> **Exercise directions**: Report every line in the listing below that contains the word "officer", copying each line in full.

## BEGIN Records for this task

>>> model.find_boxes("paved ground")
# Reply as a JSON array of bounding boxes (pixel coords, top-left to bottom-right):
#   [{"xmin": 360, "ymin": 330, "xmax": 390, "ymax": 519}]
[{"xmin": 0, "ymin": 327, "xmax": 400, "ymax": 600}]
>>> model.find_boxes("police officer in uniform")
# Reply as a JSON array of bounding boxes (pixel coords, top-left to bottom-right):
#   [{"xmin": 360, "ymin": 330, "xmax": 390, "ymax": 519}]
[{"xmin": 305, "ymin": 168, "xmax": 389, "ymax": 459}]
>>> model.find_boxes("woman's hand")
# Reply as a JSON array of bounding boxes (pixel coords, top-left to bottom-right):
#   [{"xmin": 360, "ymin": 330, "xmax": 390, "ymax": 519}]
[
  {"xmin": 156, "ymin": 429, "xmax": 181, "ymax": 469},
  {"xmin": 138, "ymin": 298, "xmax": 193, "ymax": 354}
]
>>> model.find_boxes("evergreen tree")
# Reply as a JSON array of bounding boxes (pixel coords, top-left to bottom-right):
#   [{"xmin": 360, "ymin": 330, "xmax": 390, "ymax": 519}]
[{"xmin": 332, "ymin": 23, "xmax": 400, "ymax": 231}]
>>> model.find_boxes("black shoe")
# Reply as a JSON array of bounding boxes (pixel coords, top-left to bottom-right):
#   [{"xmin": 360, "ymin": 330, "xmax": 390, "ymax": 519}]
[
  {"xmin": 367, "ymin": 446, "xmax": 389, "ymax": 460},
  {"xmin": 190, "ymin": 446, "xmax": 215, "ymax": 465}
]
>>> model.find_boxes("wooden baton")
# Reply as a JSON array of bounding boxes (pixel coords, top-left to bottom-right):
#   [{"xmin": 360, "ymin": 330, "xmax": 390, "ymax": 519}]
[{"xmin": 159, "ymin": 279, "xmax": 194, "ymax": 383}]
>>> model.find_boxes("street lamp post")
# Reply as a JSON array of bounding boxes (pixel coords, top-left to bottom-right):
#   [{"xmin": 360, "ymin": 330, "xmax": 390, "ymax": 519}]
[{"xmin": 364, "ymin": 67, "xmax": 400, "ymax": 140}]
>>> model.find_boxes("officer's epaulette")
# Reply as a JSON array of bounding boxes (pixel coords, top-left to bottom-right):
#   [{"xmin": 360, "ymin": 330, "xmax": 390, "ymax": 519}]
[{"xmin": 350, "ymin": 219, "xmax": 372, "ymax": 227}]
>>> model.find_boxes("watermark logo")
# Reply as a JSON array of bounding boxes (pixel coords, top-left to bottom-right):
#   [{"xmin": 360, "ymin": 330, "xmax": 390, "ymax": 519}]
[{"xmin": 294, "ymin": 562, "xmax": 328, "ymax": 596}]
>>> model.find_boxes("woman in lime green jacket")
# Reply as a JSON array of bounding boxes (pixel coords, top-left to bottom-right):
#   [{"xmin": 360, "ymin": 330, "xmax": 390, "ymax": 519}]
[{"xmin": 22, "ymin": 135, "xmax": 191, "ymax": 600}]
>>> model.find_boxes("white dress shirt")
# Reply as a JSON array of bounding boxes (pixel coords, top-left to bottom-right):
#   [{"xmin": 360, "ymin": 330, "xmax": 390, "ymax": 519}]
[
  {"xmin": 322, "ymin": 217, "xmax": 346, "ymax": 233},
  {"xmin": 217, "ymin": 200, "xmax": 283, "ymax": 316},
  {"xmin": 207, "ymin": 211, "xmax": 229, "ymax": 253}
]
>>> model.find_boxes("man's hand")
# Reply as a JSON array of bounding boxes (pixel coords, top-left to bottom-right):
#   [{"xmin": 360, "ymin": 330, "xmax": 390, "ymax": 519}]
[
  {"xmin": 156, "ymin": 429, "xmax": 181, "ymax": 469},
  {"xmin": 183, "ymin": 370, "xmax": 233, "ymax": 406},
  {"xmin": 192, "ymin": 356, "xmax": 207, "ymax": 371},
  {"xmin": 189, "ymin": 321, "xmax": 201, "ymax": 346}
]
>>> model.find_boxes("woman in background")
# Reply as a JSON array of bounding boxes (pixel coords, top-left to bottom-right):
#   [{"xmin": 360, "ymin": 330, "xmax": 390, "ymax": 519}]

## END Records for this task

> **Answer for this exercise**:
>>> model.find_boxes("police officer in uniform")
>>> model.find_boxes("officer's epaulette")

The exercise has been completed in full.